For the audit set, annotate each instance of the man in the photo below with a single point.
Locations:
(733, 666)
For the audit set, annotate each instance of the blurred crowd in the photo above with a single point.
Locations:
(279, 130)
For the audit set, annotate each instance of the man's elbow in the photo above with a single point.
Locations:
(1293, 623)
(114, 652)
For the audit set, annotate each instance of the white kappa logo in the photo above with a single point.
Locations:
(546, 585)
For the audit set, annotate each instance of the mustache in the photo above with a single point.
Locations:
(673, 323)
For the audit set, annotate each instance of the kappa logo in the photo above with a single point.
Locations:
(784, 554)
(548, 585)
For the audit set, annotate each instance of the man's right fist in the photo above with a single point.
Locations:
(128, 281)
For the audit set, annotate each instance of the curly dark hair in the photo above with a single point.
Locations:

□ □ □ □ □

• **GIVEN PROBLEM**:
Retype every entry word for word.

• **RIGHT ANSWER**:
For the audit set, annotate each instance of the man in the photo below with a single point.
Locations:
(733, 666)
For the audit set, annotate each instance of the blurred crowd in the photo above with a single point.
Locations:
(279, 130)
For the audit set, annotate each instance of the man's elbow in the photo above with a single point.
Locations:
(1293, 623)
(114, 652)
For the audit set, annotate each instance of the white kappa logo in the photo above with a single point.
Locations:
(546, 585)
For the audit set, annotate each instance of the mustache in the photo above with a single point.
Locations:
(673, 323)
For the audit set, annotate each instance of the kappa logo in the photo above with a single point.
Locations:
(784, 554)
(548, 585)
For the audit set, annotate each instance of the man's right fist in the photo above with a single point.
Locations:
(128, 281)
For the audit set, annotate each instance of the curly dark hair in the photo above with a single point.
Locations:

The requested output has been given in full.